-- ASSIGNED TASK --
Your answer should consist only of the lines below from the one with "point(16, 2)" through the one with "point(831, 349)", copied exactly.

(DATA FOR THIS TASK Opens)

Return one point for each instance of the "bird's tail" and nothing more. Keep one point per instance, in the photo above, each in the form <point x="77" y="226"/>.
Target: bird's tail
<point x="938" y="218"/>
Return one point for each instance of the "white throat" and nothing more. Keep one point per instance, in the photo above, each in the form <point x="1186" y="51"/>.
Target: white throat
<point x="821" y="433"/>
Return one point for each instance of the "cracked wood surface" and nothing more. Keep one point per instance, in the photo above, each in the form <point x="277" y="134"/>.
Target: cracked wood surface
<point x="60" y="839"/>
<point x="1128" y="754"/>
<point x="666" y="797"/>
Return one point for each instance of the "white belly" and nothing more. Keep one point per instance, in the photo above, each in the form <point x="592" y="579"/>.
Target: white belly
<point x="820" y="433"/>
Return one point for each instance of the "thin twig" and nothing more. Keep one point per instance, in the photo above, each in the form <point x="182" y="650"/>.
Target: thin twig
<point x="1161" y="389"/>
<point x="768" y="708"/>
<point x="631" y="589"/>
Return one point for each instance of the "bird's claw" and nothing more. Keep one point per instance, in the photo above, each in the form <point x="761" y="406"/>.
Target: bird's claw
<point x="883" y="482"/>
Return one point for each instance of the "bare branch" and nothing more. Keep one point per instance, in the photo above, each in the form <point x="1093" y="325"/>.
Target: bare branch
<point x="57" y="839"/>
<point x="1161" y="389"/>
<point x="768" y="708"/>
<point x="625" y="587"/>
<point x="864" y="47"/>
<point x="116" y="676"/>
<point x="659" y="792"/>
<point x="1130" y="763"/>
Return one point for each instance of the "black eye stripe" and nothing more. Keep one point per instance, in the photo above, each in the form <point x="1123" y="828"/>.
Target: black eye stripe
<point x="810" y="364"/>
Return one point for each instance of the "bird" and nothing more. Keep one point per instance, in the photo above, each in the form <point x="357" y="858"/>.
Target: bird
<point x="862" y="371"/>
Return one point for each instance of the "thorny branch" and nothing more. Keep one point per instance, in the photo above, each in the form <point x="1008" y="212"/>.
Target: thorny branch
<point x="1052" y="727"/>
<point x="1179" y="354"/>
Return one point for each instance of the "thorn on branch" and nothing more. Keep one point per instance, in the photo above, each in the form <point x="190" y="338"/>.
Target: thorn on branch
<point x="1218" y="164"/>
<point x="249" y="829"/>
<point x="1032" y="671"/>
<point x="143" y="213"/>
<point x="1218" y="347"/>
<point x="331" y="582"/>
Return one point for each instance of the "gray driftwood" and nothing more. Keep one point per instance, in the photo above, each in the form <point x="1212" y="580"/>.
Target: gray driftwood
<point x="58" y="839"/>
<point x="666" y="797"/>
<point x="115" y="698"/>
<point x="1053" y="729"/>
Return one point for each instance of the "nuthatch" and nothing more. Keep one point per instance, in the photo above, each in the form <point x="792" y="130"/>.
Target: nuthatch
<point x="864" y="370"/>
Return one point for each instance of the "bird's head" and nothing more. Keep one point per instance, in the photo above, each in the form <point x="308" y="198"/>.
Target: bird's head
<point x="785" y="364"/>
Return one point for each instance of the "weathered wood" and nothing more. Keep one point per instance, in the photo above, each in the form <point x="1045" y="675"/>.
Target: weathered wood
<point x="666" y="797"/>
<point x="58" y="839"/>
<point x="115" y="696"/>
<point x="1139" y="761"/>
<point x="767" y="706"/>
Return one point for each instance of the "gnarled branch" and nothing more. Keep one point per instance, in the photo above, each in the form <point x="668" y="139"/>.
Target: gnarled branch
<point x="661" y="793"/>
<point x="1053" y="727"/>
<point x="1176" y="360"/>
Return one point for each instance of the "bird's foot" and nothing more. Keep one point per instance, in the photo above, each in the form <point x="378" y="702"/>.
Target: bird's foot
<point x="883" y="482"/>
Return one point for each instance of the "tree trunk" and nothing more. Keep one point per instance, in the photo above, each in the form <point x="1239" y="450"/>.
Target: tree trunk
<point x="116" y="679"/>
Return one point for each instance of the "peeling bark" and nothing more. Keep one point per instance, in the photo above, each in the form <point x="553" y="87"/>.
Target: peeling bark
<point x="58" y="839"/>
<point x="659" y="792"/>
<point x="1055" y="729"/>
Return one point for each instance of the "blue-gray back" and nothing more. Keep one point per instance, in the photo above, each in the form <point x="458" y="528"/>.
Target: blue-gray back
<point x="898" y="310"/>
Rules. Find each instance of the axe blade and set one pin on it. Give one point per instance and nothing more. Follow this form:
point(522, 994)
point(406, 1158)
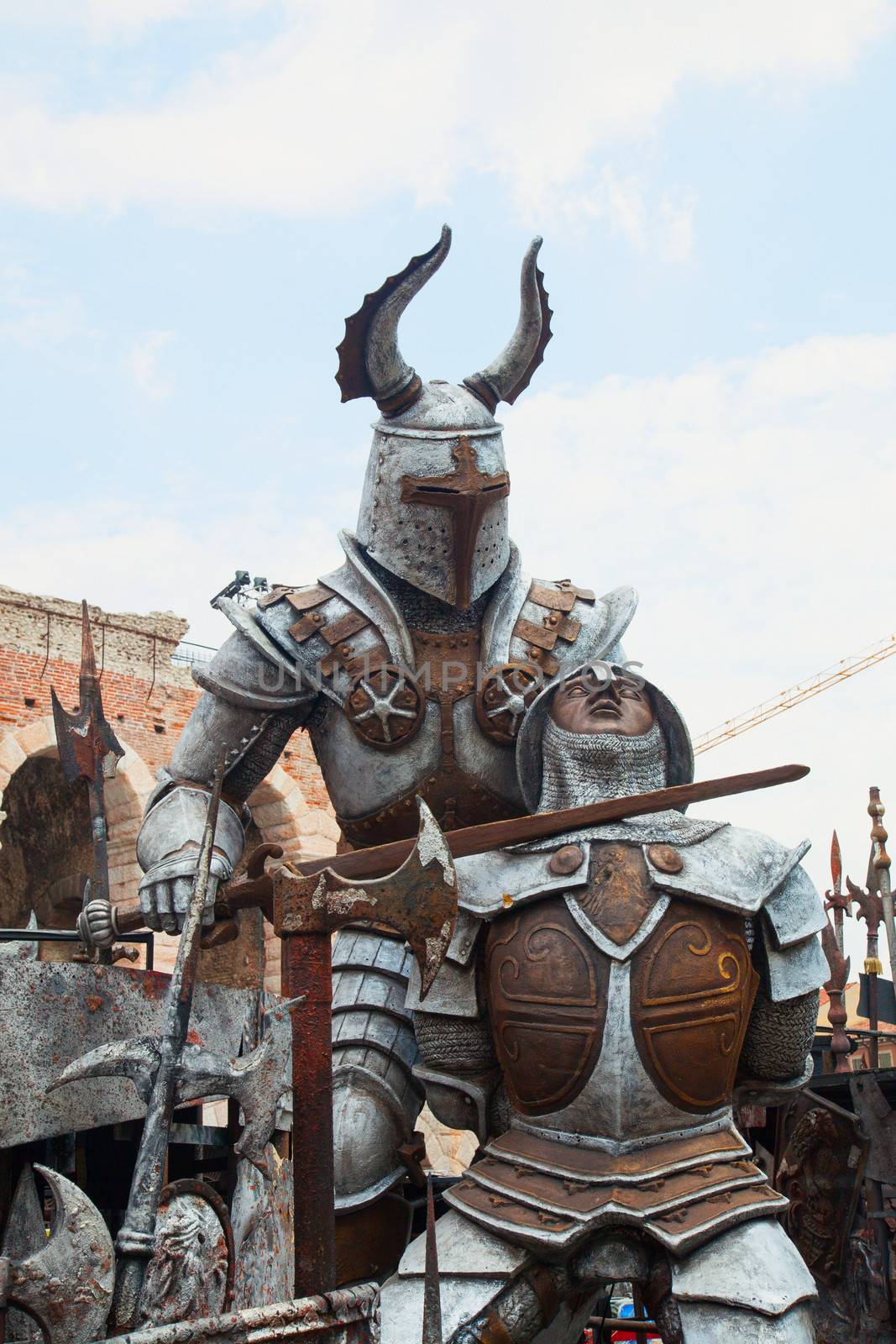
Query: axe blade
point(67, 1283)
point(255, 1081)
point(136, 1059)
point(418, 900)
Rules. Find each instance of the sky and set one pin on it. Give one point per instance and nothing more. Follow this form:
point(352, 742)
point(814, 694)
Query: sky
point(196, 192)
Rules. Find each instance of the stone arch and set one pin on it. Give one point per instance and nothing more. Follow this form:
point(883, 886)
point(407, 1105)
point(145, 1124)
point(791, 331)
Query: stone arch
point(127, 796)
point(284, 817)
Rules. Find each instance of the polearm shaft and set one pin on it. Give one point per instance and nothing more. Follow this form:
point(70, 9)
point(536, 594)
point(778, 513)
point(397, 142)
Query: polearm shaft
point(137, 1236)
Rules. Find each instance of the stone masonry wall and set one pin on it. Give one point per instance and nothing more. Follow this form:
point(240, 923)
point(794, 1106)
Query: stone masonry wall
point(147, 701)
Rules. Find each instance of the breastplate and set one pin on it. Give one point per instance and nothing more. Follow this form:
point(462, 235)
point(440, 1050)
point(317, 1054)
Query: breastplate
point(464, 774)
point(678, 976)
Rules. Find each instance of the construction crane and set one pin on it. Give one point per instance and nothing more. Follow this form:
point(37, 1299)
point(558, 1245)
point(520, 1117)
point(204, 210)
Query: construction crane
point(795, 694)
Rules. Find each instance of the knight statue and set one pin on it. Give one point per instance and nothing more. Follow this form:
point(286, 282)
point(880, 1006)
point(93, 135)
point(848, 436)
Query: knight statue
point(411, 667)
point(607, 998)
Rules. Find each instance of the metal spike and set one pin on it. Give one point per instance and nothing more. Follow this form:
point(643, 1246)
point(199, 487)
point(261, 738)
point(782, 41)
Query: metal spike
point(836, 864)
point(432, 1290)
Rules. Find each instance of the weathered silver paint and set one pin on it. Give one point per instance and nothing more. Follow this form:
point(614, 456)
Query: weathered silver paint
point(490, 884)
point(414, 541)
point(795, 971)
point(473, 1268)
point(255, 1081)
point(734, 869)
point(168, 850)
point(262, 1216)
point(795, 911)
point(453, 992)
point(754, 1265)
point(375, 1097)
point(705, 1321)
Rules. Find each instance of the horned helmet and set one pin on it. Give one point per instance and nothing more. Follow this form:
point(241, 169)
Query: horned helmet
point(434, 501)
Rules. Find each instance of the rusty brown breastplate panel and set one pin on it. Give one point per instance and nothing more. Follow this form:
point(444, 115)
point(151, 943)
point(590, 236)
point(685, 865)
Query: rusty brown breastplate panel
point(547, 988)
point(692, 990)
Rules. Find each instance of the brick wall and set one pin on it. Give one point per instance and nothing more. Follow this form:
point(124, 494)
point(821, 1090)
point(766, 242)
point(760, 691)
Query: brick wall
point(147, 699)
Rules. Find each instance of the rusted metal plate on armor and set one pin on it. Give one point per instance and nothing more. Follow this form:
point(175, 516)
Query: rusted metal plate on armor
point(344, 628)
point(820, 1168)
point(685, 1227)
point(692, 990)
point(311, 624)
point(547, 988)
point(307, 598)
point(465, 495)
point(542, 636)
point(618, 897)
point(555, 600)
point(385, 707)
point(586, 1200)
point(344, 1316)
point(544, 1210)
point(506, 694)
point(641, 1164)
point(54, 1012)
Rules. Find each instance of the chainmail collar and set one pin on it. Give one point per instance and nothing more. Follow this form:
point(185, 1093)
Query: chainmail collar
point(582, 768)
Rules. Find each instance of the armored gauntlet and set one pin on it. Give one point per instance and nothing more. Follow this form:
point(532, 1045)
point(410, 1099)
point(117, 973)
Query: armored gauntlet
point(168, 851)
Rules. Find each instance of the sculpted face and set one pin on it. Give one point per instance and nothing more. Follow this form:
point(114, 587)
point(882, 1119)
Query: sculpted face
point(589, 703)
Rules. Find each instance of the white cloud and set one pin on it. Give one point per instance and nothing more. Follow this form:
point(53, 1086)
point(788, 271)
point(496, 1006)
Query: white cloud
point(747, 501)
point(144, 366)
point(354, 104)
point(33, 319)
point(663, 226)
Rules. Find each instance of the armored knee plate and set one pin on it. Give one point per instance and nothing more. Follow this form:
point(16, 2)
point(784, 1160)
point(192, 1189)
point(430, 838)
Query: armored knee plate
point(748, 1284)
point(375, 1097)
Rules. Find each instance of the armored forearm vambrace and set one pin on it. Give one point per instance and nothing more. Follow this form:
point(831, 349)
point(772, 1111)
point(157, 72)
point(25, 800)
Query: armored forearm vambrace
point(375, 1097)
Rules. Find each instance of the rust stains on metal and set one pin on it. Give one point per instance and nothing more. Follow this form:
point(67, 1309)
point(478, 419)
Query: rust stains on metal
point(466, 494)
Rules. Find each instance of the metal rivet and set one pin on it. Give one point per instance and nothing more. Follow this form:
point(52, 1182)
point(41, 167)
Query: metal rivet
point(567, 859)
point(665, 858)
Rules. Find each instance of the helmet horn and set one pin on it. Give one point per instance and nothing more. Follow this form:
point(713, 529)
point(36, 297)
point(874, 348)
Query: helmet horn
point(369, 362)
point(511, 373)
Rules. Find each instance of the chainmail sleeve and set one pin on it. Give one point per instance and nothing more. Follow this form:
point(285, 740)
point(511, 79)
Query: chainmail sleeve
point(779, 1037)
point(779, 1034)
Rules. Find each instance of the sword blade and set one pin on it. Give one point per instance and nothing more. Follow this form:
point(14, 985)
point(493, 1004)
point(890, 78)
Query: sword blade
point(382, 859)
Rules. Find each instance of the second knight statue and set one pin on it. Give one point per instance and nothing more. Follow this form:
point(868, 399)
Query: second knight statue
point(606, 999)
point(382, 662)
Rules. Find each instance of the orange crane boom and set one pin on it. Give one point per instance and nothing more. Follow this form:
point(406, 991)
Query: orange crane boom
point(795, 694)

(DATA FOR THIS TASK Closes)

-- RESULT FOR THIS EXERCISE --
point(16, 2)
point(784, 1160)
point(192, 1189)
point(430, 838)
Query: armored knee plate
point(748, 1284)
point(375, 1097)
Rules. Find each instance of the armored forearm vambrace and set one pin on it. Give one point per instance and nothing more. Follow this form:
point(831, 349)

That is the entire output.